* **WHAT TO WORK ON**: Give the data below again, word for word.

* **DATASET**:
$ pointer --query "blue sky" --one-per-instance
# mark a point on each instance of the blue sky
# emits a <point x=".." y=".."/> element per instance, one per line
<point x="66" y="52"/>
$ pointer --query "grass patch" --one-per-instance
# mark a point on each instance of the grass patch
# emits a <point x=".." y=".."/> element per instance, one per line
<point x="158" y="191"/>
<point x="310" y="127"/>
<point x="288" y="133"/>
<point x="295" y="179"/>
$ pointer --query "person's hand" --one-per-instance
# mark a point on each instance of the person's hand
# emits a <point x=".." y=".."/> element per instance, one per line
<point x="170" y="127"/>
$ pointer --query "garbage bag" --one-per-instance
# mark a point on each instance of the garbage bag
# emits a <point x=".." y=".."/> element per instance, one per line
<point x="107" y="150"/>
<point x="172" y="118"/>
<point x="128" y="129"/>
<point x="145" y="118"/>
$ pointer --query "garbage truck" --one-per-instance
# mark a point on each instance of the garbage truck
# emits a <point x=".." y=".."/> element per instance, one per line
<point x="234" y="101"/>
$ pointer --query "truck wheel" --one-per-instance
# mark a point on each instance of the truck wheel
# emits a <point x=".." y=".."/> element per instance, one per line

* **EXERCISE ANSWER**:
$ pointer --query "blue sky" --one-per-instance
# mark a point on each instance of the blue sky
# emits a <point x=".." y=".."/> element per instance, one per line
<point x="66" y="52"/>
$ pointer --query "grass patch" --one-per-instance
# mark a point on each instance of the grass patch
# emits a <point x=".." y=".."/> element per instance, one per line
<point x="158" y="191"/>
<point x="310" y="127"/>
<point x="288" y="133"/>
<point x="295" y="179"/>
$ pointer --query "person's hand" --one-per-instance
# mark a point on each instance of the person's hand
# emits a <point x=".." y=".."/> element per instance, one per line
<point x="170" y="127"/>
$ pointer --query "garbage bag" --one-per-instance
# mark a point on each instance of the garbage bag
# emits a <point x=".." y=".."/> element per instance, one per line
<point x="107" y="150"/>
<point x="172" y="118"/>
<point x="128" y="129"/>
<point x="145" y="118"/>
$ pointer --query "garbage truck" --one-per-instance
# mark a point on each instance of the garbage truck
# emits a <point x=".." y=".."/> element per instance, one per line
<point x="234" y="101"/>
$ pointer --query "truck wheel" --one-per-instance
# mark a point on each instance of the truck wheel
# emits a <point x=".." y=".."/> element per instance, one per line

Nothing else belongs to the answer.